Task instructions: Which lines of the records contain "arched"? Collect every one of them.

[Stored dataset items]
##########

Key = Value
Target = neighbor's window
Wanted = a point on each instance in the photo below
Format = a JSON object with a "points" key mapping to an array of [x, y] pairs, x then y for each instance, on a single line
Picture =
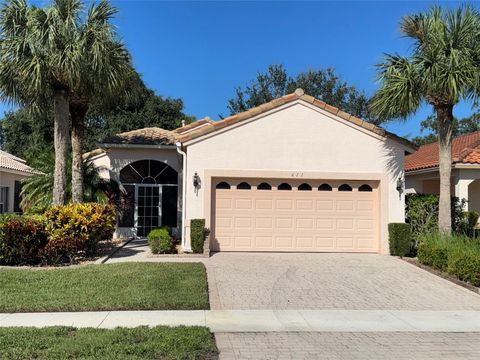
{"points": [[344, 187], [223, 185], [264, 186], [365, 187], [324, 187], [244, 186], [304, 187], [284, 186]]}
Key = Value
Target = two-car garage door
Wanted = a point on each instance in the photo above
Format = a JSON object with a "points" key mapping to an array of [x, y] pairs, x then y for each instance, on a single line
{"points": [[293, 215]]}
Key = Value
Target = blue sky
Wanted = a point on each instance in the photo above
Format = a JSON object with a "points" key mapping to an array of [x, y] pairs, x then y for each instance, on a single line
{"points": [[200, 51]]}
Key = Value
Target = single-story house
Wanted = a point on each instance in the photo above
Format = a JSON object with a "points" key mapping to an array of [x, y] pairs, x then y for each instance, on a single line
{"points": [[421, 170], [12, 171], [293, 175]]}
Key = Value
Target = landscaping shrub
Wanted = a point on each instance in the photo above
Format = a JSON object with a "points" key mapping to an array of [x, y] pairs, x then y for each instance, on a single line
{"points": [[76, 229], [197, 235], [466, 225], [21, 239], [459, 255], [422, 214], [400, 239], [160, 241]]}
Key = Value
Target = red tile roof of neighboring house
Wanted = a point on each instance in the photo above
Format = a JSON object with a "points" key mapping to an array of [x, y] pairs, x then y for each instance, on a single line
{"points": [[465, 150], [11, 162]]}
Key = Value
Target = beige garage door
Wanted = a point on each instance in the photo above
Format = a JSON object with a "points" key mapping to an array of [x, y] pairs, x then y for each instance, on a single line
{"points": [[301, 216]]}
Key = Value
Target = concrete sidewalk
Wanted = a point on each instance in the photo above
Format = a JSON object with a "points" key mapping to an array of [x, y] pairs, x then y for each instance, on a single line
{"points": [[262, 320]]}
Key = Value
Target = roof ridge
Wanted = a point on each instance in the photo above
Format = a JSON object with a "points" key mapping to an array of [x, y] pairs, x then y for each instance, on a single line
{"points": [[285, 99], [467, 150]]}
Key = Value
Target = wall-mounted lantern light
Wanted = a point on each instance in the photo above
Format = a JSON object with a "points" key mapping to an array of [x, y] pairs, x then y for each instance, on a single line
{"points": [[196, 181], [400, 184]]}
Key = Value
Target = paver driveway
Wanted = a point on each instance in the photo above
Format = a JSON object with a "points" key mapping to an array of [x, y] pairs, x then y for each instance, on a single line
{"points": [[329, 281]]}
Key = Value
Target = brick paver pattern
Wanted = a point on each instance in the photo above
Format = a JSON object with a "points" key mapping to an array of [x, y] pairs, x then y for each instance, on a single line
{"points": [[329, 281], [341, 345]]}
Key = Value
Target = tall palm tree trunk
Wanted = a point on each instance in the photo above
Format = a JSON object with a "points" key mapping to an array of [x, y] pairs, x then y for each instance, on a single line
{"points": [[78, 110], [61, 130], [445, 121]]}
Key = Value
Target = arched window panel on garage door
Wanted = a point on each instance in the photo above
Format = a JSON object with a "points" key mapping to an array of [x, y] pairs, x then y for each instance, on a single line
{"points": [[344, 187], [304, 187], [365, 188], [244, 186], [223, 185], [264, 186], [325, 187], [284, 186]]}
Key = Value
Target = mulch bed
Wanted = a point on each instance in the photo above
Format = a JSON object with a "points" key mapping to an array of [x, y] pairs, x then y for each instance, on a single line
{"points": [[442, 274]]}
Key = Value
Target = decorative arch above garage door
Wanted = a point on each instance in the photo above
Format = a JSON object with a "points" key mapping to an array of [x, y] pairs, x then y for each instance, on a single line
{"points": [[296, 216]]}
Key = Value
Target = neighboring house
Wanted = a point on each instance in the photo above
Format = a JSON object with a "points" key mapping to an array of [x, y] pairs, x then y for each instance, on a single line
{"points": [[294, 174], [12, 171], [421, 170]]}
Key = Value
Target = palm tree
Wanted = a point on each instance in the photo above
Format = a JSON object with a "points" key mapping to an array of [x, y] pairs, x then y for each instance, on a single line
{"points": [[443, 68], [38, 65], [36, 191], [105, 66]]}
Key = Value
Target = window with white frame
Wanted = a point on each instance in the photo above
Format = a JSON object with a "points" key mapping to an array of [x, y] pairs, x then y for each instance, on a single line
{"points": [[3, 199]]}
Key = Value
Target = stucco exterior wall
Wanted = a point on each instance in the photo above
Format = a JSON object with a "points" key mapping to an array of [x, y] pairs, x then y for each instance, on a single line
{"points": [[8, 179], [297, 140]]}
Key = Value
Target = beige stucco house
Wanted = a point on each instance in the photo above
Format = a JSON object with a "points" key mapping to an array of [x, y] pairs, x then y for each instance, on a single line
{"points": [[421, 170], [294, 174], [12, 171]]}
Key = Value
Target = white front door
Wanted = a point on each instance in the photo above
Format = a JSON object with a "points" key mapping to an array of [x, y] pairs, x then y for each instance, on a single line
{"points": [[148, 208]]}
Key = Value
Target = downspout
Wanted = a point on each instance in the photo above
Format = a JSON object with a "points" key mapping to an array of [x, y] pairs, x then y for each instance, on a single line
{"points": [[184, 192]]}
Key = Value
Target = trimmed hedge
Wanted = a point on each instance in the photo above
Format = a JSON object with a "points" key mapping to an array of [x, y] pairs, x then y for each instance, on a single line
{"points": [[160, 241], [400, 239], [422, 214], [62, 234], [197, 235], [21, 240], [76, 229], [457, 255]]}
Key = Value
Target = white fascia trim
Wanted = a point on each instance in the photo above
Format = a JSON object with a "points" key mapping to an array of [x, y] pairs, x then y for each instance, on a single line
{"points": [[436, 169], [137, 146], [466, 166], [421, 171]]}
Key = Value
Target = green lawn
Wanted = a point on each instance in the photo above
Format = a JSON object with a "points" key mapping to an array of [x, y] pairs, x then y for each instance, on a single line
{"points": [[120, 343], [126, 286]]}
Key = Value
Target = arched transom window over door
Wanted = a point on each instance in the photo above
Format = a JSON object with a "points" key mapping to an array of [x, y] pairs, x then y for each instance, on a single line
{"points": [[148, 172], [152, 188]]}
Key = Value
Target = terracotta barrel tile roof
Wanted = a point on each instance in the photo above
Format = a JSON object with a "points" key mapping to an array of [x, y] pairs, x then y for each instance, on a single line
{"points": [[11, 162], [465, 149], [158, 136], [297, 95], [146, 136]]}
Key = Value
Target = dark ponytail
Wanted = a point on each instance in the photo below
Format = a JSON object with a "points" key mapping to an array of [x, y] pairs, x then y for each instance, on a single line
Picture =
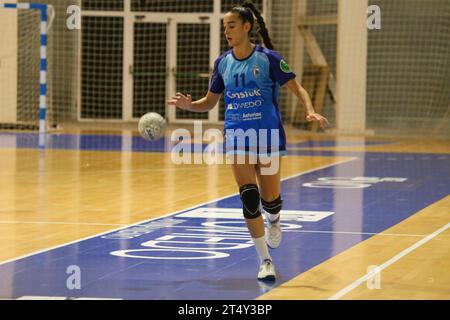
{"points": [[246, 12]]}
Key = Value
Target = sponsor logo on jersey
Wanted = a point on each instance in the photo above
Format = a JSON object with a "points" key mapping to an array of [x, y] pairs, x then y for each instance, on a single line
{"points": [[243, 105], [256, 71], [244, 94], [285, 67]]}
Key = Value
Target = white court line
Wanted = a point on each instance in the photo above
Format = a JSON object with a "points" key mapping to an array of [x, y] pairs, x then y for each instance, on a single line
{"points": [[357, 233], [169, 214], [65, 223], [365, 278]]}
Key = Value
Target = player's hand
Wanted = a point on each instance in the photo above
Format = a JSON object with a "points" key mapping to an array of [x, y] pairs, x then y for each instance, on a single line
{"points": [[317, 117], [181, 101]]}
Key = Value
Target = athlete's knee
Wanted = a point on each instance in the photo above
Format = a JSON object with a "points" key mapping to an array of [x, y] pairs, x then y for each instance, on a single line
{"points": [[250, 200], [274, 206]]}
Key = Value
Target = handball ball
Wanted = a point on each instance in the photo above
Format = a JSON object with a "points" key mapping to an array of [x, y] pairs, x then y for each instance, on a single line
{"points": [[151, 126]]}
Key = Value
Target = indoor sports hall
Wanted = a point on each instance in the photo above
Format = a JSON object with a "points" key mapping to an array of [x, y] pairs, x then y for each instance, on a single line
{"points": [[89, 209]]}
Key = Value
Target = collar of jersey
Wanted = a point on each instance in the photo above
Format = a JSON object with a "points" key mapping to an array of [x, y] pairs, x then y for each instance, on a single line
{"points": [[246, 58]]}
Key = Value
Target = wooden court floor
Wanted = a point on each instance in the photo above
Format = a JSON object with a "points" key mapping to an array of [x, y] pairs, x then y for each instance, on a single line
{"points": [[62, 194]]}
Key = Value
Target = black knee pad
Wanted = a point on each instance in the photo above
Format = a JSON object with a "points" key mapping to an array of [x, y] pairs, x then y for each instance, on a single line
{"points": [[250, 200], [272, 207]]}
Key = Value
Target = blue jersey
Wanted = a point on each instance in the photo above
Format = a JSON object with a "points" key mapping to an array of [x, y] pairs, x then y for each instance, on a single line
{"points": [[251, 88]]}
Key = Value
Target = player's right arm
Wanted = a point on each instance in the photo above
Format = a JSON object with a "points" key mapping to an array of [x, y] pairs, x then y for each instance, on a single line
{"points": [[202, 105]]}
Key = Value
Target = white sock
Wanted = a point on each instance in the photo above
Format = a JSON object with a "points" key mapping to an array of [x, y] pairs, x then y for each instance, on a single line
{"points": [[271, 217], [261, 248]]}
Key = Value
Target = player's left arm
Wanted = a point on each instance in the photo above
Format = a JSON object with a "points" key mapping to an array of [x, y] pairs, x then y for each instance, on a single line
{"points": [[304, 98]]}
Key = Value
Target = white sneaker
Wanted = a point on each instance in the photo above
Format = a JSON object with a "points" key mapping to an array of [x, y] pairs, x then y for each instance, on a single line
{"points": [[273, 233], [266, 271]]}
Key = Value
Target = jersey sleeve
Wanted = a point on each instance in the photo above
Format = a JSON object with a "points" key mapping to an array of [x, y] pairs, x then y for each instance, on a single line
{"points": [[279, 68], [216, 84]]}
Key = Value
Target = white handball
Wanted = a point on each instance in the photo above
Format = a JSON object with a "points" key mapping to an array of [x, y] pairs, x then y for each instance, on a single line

##########

Exercise result:
Target = arched window panel on garage door
Target = arched transom window over door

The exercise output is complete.